[Stored entries]
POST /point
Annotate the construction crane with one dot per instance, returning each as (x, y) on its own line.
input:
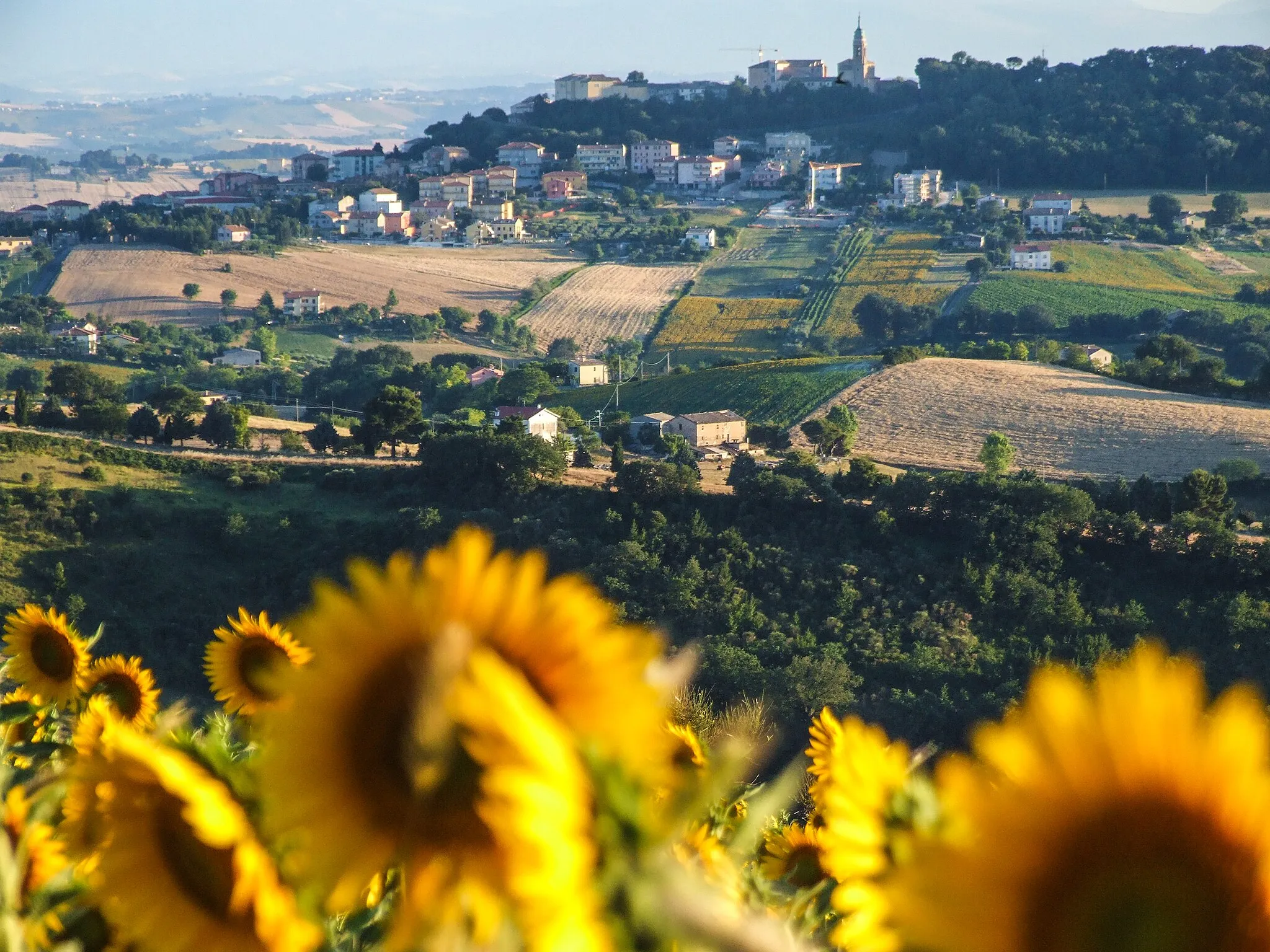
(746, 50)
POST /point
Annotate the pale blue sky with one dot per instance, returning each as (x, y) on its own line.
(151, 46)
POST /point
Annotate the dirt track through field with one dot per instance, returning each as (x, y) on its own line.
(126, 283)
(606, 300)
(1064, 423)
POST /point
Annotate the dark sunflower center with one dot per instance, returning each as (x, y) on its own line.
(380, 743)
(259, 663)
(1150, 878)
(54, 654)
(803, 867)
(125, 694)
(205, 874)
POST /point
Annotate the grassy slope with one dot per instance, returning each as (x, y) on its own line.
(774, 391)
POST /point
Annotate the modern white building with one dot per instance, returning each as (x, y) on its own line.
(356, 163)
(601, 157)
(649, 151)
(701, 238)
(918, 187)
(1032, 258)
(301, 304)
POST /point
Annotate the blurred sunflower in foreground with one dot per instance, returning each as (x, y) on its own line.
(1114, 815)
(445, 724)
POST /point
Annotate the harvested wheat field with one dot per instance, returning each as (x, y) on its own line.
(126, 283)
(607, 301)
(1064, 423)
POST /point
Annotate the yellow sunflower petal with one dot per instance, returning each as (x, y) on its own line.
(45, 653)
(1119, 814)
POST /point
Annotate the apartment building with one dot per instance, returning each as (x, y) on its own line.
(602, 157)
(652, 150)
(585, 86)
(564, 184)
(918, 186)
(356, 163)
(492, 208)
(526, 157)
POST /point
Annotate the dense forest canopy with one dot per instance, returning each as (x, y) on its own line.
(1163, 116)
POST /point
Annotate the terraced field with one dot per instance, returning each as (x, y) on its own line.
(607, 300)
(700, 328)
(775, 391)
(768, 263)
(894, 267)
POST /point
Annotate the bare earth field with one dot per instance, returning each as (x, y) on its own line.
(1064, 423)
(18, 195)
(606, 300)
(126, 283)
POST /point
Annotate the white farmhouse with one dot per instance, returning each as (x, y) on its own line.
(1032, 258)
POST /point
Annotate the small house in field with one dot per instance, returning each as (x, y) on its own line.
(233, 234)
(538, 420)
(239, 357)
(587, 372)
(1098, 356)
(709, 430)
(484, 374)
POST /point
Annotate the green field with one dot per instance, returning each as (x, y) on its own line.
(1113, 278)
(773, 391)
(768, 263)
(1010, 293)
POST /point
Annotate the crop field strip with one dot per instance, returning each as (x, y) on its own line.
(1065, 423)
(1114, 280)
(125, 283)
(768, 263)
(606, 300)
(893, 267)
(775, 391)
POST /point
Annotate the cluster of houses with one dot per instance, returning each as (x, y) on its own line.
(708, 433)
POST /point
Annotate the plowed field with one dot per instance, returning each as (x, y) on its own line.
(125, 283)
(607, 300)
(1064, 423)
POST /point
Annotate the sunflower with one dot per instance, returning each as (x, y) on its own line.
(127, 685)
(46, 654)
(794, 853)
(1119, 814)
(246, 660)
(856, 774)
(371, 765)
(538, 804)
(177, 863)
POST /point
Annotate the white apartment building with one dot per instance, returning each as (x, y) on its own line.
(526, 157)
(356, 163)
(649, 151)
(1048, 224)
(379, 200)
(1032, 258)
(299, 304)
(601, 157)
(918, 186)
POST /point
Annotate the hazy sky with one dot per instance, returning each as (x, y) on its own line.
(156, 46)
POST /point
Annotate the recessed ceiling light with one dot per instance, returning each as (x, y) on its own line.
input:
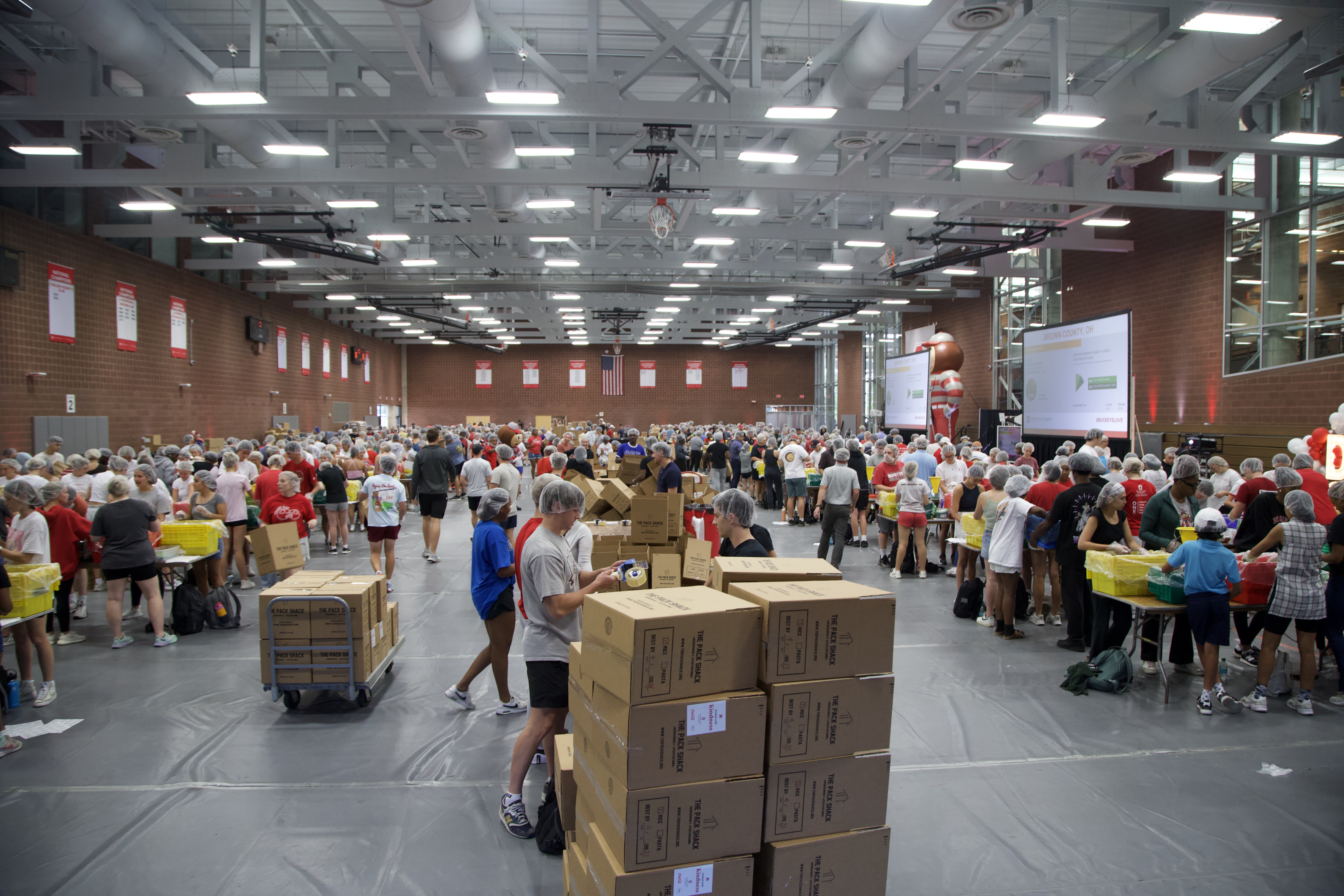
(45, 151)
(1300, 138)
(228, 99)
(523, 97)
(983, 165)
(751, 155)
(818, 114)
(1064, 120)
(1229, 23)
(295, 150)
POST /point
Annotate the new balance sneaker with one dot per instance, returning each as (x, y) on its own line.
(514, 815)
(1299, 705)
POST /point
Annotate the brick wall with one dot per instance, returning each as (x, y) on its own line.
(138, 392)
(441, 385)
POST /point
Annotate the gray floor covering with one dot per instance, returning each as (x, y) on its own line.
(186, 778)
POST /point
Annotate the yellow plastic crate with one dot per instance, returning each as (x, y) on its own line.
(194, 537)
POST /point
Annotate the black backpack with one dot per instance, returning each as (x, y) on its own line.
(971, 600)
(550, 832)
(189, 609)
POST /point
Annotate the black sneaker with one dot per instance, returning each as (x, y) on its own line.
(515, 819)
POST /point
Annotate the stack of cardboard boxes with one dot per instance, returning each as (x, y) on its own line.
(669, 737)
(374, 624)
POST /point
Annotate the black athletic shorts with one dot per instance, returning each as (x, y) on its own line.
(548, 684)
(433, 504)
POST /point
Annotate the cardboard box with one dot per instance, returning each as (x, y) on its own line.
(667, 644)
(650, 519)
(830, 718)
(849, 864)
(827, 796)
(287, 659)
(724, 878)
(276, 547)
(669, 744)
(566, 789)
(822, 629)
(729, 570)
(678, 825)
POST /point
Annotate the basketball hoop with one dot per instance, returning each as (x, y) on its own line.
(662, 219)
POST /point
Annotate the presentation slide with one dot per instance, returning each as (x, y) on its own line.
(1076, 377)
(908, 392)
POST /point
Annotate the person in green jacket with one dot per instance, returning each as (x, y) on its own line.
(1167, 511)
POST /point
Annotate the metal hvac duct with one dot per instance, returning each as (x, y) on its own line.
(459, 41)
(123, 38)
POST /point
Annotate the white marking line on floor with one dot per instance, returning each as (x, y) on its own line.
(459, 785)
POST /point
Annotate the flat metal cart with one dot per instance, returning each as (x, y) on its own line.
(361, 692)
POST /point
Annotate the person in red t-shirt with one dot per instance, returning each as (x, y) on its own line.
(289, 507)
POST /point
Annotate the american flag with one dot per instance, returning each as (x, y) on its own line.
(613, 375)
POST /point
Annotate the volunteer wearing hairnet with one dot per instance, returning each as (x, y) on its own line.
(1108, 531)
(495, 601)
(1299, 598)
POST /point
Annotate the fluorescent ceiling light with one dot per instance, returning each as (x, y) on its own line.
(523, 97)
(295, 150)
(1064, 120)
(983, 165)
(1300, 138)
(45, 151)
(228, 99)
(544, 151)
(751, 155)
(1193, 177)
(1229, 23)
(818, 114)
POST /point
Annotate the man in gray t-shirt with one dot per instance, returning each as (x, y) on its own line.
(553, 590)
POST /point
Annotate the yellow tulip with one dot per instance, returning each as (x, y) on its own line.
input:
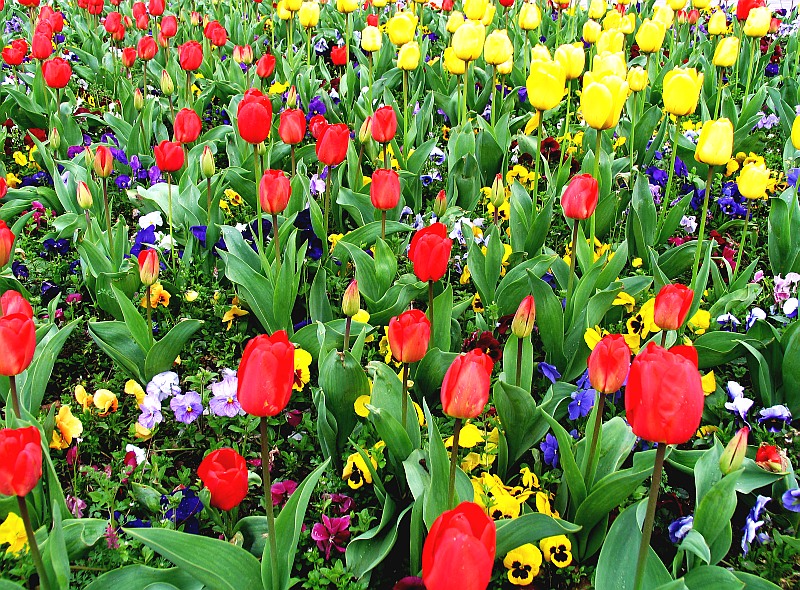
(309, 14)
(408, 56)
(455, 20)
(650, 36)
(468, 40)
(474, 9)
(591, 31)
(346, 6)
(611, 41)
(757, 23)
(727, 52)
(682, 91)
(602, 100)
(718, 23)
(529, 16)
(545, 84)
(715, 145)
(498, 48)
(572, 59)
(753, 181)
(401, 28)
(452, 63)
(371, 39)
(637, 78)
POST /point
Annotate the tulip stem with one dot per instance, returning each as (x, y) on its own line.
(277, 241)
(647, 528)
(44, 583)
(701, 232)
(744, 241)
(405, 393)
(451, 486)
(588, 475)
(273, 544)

*Prompt*: Each line of the data should be printed again exactly. Please leave pictures out.

*Result for this task*:
POST /point
Annotate the construction crane with one dot per instance, returning each as (x, y) on its own line.
input:
(746, 50)
POST /point
Annotate the pale blue sky with one dot per instance, returning each as (x, y) on its own line.
(151, 46)
POST /point
Annotate the dirt track through field with one dot per instance, returning each as (x, y) on its own line.
(126, 283)
(606, 300)
(1064, 423)
POST /point
Annotate the dark sunflower center with one dot per instance, returning each as (x, y) on its own line.
(380, 743)
(259, 663)
(1150, 878)
(54, 654)
(803, 867)
(125, 694)
(205, 874)
POST /point
Annotate the grassy slope with one dot per instance, returning each as (x, y) on its own line.
(774, 391)
POST /point
Annotate the modern white building with one dot per instance, returning each as (x, y) on its own line.
(356, 163)
(601, 157)
(649, 151)
(701, 238)
(918, 187)
(1032, 258)
(301, 304)
POST /point
Annotate the blurred sunflower in foreground with one dot per instance, returning each as (x, y) on its own line.
(1114, 815)
(445, 724)
POST /point
Annotate the harvested wheat field with one dot per instance, returning each as (x, y) on its own line.
(126, 283)
(607, 301)
(1064, 423)
POST /point
Annotate the yellow sunflower petal with one dot per instance, returning each as (x, y) on its own line.
(45, 653)
(1119, 814)
POST /point
Annotate the apartment building with one dot per instance, returning each as (x, y) on its own line.
(602, 157)
(652, 150)
(585, 86)
(564, 184)
(918, 186)
(356, 163)
(492, 208)
(526, 157)
POST /point
Annotate the dense forest canopy with one dot per instance, returning each as (x, y) on its own line.
(1163, 116)
POST /point
Annotate the terraced field with one dot per instance, returning each as (x, y) on its own line.
(607, 300)
(700, 328)
(775, 391)
(768, 263)
(894, 267)
POST /point
Annotate the bare earth field with one dot per instance, returning each as (x, y) on its own line.
(1064, 423)
(18, 195)
(606, 300)
(126, 283)
POST /point
Annotate the white farmhouse with one dot per instance, returning each as (x, y) on its own line.
(1032, 258)
POST /point
Annotate the small house in field with one dot per instance, returning each as (x, y) on its own line.
(233, 234)
(538, 420)
(239, 357)
(587, 372)
(1098, 356)
(709, 430)
(484, 374)
POST /point
Annotate the green field with one dot per instance, returning each as (x, y) on its own line.
(1113, 278)
(773, 391)
(768, 263)
(1010, 293)
POST /point
Annotate the crop field strip with one dot per instance, returning each as (x, y) on its own line.
(1065, 423)
(1114, 280)
(125, 283)
(768, 263)
(606, 300)
(893, 267)
(775, 391)
POST /point
Annotate the cluster of houses with one dot per instance, returning each as (x, y) on its own line.
(708, 433)
POST /point
Annotate the plowed field with one dot per instance, returning each as (x, y) on its own line.
(125, 283)
(607, 300)
(1064, 423)
POST /point
Annotate the sunflower with one dot per instance, returning each as (x, y) on its own line.
(127, 685)
(46, 654)
(794, 853)
(1119, 814)
(246, 660)
(856, 774)
(371, 765)
(538, 804)
(177, 863)
POST /point
Annotate the white apartment building with one dot per instance, returning each as (x, y) on its own line.
(526, 157)
(356, 163)
(649, 151)
(1048, 224)
(379, 200)
(1032, 258)
(299, 304)
(601, 157)
(918, 186)
POST /point
Annotate the hazy sky with one dot per instance, returning each as (x, y) on its own line.
(156, 46)
POST /point
Annotate the recessed ceiling light with one dot per instance, returning each as (x, y) on its own line.
input:
(45, 151)
(1300, 138)
(228, 99)
(523, 97)
(983, 165)
(751, 155)
(818, 114)
(1064, 120)
(1229, 23)
(295, 150)
POST /point
Annotate the new balance sneaker with one dot per instance, returning each as (x, y) on its own line.
(514, 815)
(1299, 705)
POST /point
Annotate the brick wall with one dot per instance, returning each as (x, y) on its own line.
(138, 392)
(441, 385)
POST /point
Annotate the gray floor covering with one dot per instance, returning each as (x, y) on its own line.
(186, 778)
POST /point
Annotate the yellow plastic crate with one dot per instance, returning each as (x, y) on its own line.
(194, 537)
POST /point
Annotate the black backpack with one dot per instance, returning each as (x, y) on its own line.
(971, 600)
(550, 832)
(189, 609)
POST /point
Annotate the black sneaker with one dot per instance, returning each as (x, y) on its own line.
(515, 819)
POST /point
Annotate the stack of cardboard boxes with one dot per instance, returning each as (x, y) on its own line.
(669, 737)
(374, 624)
POST /point
Annotate the black athletic shorts with one dot per instance, returning each as (x, y) on its own line.
(548, 684)
(433, 504)
POST /point
Annotate the cardboard box with one dot per instance, returning each as (x, y) on its own line.
(667, 644)
(650, 519)
(830, 718)
(849, 864)
(827, 796)
(287, 659)
(724, 878)
(276, 547)
(669, 744)
(566, 789)
(822, 629)
(729, 570)
(678, 825)
POST /point
Annotate the basketball hoop with one dot per instance, returning each as (x, y) on its own line.
(662, 219)
POST /point
Annotate the presentation slide with one dot per instance, returning each as (x, y) on its own line.
(1076, 377)
(908, 392)
POST /point
Annotate the person in green jacket with one dot per instance, returning each as (x, y) on its own line.
(1167, 511)
POST /point
Annotate the metal hvac duct with one dot per instance, returning each as (x, y) on its own line.
(459, 41)
(123, 38)
POST /point
Annotate the white marking line on floor with one dot per instance, returning each as (x, y) on its own line.
(459, 785)
POST /point
Annotate the flat metal cart with one dot per instance, returning each as (x, y) on its own line.
(361, 692)
POST /point
Annotate the person in red t-shirt with one dot per instance, returning each as (x, y) on its own line.
(289, 507)
POST /point
Annotate the american flag with one dot per instance, returning each as (x, y) on its own line.
(613, 375)
POST /point
Annotate the volunteer wearing hairnet with one dot per instance, returning each as (x, y) on its own line.
(1108, 531)
(495, 601)
(1299, 598)
POST /point
Annotate the fluorescent ceiling light with one dot per instance, returning each as (x, y) on its own line.
(523, 97)
(295, 150)
(1064, 120)
(983, 165)
(1300, 138)
(45, 151)
(228, 99)
(544, 151)
(751, 155)
(1193, 177)
(1229, 23)
(818, 114)
POST /point
Annotate the man in gray t-shirt with one dot per instance, returning each as (x, y) on its own line.
(553, 590)
POST /point
Annotate the yellow tulip with one dot per instance, returning each as (x, y) on its own line.
input:
(309, 14)
(408, 56)
(455, 20)
(650, 36)
(468, 40)
(474, 9)
(591, 31)
(346, 6)
(611, 41)
(757, 23)
(727, 52)
(682, 91)
(602, 100)
(718, 23)
(529, 16)
(545, 84)
(715, 145)
(498, 48)
(572, 59)
(753, 181)
(401, 28)
(452, 63)
(371, 39)
(637, 78)
POST /point
Annotate the tulip stem with one dot per instance, returning each as (x, y) on its own line.
(277, 241)
(647, 528)
(44, 583)
(701, 232)
(744, 241)
(405, 393)
(451, 486)
(588, 475)
(273, 544)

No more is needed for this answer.